■ Document segment
It happened without warning, from out of nowhere.
"It felt like an iron bar striking my shoulder, like a real thick, heavy iron bar; but when I looked back, there was no one, (of course). I was wearing a thick pullover, which was damaged, too, with a hole in it, and even in the t-shirt below was a hole, and it was bleeding up here."
Touching his wound made him shiver - it wasn't an iron bar, it was a pistol bullet. But how can a bullet just fall down from the sky?
It can't be a direct shot from a pistol, impossible. With experts from the "defense-technical department for weapons and ammunition" we want to find out, if that bullet can originate from an indirect shot. Can you be injured by an indirect shot?
The experts are only left to this: they have to follow the way of the bullet: how high does it fly and how fast is it when coming down? With radar and infrared the technicians want to track the only 9mm sizing projectile.
Last preparations, (7,6..1) Velocity of the projectile at the start 1500km/h; the special ammunition leaves an path of heat, which the infrared camera can show. Then the bullet get's invisible for the infrared camera. Now it's up to the radar, the bullet is getting slower an reaches it's highpoint after 13 seconds, in 1km altitude. Then it's falling, an speeding up again, the radar measures 350km/h at impact, four times slower then at the launch. Is that still dangerous? To test on that, you need a slower bullet, the trick: a specialist prepares the ammunition. The less powder is in the cartridge, the slower it goes. Instead of the usual 1500, now only 350km/h, the falling-speed of the pistol bullet.
Now the weapons experts want to test the decelerated ammunition. The target: a block of gelatin which behaves like human tissue. High-speed cameras are recording what happens. Safety comes first, the experts protect themselves by steel doors. (On command, 3 2 1.) And that for good reason - even the slowed bullet pierces, deep into the tissue, a human would have suffered severe injuries. But what if the head gets hit? Does the bone of the skull resist against the impact? A plate of bone can simulate that. (On command 3 2 1)
And really: the bullet penetrates through the artificial skull plate.
The experiments show clearly: A shot into the air is slower when coming back down, but still deadly.
Mr. Leineweber had bad luck: "5cm more towards the head and I would have been dead".
There's one solution: The bullet has to leave the field of gravity of the earth, then it won't fall back down. But that means, it has to be really fast: escape velocity: over 40000km/h.
By this meaning, stay curios an go for some banging.

■ Given data

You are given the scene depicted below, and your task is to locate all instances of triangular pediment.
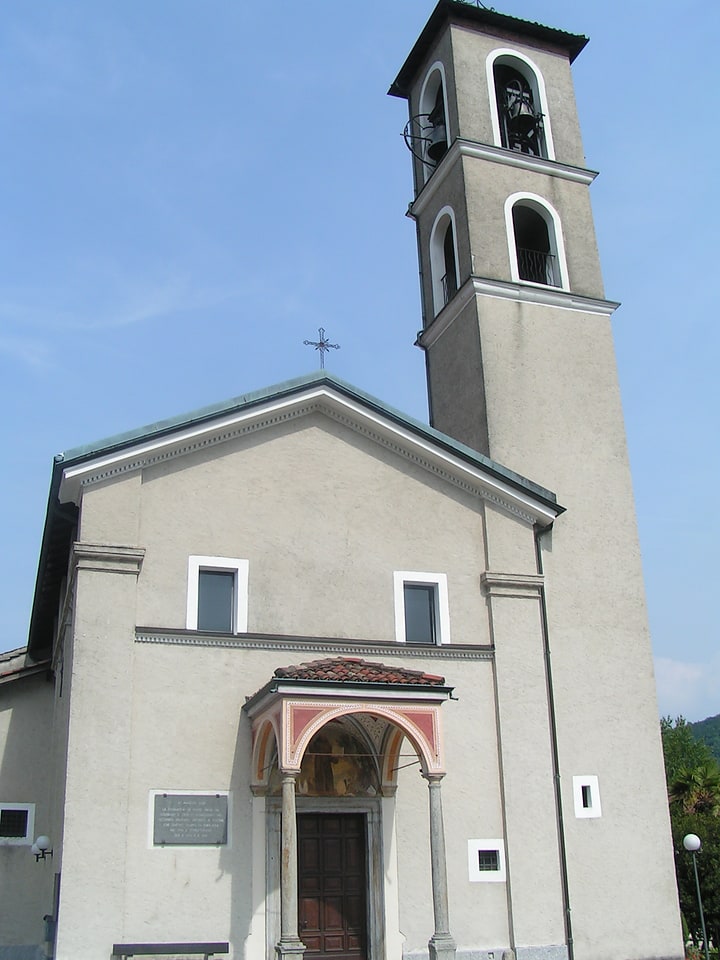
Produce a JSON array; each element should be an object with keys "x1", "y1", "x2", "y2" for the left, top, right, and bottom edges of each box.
[{"x1": 56, "y1": 374, "x2": 562, "y2": 526}]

■ Objective A
In the falling-bullet text, how long does the bullet take to reach its highest point, and at what altitude?
■ Objective B
Echo the falling-bullet text word for word, everything from "Mr. Leineweber had" down to "velocity: over 40000km/h.".

■ Problem solution A
It reaches its highest point after 13 seconds, at an altitude of 1 km.

■ Problem solution B
Mr. Leineweber had bad luck: "5cm more towards the head and I would have been dead".
There's one solution: The bullet has to leave the field of gravity of the earth, then it won't fall back down. But that means, it has to be really fast: escape velocity: over 40000km/h.